What you should do
Read the lines below, and copy any that contain the string "hinge".

Saved entries
============================================================

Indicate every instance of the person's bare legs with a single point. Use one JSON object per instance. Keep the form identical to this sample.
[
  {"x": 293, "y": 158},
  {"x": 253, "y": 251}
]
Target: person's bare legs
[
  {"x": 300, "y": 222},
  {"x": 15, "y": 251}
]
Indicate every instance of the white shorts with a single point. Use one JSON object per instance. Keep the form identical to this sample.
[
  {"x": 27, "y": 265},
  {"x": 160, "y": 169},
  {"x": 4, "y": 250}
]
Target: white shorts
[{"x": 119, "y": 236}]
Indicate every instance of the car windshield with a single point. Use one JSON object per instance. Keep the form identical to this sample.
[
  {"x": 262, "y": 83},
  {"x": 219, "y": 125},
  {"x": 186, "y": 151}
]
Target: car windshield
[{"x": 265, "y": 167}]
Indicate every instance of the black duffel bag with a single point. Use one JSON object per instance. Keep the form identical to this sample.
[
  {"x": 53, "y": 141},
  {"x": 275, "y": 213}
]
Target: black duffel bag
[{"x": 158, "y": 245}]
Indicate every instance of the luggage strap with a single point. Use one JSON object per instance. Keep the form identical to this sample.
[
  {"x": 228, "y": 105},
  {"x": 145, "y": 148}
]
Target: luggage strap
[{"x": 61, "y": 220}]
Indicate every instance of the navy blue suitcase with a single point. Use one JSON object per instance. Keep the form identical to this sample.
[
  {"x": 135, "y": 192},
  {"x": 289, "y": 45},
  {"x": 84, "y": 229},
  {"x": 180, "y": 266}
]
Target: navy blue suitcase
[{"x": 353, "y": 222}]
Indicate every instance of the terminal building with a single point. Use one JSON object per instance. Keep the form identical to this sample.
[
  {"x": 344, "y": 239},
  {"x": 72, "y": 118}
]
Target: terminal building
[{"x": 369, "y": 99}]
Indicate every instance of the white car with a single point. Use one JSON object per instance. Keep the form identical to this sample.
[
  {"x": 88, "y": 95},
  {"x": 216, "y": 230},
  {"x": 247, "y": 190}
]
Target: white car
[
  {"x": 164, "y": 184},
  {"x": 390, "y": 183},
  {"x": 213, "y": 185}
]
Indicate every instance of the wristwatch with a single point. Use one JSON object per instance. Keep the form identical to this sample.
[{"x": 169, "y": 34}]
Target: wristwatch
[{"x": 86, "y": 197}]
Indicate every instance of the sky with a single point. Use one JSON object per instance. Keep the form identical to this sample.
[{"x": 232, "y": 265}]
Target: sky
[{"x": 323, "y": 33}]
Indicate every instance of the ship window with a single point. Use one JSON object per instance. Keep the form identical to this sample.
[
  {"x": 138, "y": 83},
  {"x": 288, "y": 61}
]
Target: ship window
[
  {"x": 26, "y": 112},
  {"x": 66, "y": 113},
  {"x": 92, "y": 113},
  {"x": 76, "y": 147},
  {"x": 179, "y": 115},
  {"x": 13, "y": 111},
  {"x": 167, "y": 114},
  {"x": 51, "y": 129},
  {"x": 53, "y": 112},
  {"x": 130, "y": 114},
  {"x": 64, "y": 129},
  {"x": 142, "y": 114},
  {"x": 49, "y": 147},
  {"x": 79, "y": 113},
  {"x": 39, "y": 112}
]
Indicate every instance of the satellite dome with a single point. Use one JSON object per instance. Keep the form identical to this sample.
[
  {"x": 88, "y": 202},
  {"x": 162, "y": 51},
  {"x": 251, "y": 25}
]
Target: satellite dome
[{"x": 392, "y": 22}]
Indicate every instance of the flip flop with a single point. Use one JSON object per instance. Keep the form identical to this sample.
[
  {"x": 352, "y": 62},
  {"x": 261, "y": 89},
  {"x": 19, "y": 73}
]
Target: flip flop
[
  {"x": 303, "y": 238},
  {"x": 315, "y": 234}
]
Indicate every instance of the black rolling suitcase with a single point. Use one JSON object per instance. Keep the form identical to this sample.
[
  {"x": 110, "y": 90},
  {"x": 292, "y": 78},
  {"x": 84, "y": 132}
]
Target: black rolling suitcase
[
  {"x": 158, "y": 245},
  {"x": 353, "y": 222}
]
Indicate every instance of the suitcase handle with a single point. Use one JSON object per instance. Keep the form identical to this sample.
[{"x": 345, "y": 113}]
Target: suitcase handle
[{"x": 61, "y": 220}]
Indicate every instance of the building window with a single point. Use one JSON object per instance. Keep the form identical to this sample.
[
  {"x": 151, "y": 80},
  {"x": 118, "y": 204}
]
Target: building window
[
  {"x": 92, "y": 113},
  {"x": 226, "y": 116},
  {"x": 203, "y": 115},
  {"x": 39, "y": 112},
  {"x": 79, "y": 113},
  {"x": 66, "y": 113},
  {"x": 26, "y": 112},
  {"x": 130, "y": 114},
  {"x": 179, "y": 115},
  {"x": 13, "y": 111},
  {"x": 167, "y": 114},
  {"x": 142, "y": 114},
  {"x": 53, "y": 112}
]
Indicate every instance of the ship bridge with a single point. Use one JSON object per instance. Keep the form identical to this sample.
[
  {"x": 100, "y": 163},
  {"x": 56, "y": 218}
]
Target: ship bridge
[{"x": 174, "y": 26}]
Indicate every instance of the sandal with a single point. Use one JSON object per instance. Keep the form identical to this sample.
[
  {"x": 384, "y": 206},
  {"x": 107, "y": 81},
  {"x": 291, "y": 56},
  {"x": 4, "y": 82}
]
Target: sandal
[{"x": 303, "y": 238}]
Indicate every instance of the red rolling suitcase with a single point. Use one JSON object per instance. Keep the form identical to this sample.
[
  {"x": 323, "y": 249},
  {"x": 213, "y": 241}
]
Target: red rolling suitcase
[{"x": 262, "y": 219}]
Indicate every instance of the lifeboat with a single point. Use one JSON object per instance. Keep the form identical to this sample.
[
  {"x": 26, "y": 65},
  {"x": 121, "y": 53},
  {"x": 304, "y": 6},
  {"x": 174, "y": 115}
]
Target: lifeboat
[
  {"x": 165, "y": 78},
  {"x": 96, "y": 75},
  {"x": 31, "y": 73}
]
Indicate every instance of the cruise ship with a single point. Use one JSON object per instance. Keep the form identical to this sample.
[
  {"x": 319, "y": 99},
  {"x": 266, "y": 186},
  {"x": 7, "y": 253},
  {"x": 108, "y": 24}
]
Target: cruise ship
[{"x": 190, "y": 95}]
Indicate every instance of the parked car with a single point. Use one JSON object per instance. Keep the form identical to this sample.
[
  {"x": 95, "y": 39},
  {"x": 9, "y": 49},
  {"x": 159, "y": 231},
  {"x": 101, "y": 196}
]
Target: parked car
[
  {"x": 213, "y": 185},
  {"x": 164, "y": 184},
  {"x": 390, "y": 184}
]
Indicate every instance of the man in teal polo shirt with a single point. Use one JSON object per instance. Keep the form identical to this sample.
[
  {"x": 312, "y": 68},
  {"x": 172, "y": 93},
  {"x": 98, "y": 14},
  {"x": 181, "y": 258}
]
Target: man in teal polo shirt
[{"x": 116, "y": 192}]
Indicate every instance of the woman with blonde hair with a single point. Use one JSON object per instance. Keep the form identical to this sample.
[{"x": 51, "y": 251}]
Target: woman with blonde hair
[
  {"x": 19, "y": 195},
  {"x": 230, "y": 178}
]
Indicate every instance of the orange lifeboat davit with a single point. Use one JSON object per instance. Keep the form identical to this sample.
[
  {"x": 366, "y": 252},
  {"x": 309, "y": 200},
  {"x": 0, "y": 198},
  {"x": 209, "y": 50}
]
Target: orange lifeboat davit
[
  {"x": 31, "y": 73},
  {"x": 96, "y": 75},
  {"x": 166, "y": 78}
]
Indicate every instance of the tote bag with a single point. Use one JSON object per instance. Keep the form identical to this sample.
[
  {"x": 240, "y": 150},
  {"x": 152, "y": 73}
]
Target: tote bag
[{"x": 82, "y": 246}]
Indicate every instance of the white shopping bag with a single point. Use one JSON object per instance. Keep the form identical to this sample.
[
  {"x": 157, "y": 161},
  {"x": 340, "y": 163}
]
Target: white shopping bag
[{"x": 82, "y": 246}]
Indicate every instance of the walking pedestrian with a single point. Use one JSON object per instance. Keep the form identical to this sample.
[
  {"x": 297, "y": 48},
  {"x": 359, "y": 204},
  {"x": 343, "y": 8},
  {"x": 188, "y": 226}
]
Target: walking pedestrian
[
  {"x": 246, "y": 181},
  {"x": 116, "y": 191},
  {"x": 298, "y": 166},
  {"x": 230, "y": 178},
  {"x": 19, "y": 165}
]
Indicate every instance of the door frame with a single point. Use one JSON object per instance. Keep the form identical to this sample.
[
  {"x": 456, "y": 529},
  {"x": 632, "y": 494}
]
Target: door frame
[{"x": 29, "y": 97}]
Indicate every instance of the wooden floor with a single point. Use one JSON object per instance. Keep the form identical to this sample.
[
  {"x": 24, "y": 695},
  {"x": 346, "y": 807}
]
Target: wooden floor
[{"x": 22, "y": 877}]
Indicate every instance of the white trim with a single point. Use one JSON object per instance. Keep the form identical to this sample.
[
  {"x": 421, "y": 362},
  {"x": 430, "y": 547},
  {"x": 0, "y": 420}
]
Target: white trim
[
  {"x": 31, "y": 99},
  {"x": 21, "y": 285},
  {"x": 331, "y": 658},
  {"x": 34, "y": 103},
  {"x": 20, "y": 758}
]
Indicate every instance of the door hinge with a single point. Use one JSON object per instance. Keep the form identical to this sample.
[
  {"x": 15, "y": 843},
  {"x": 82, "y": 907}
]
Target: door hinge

============================================================

Task result
Indicate every instance of the door hinge with a single point. Use one JSON object per instance. Keep the form identical to this sample.
Target: door hinge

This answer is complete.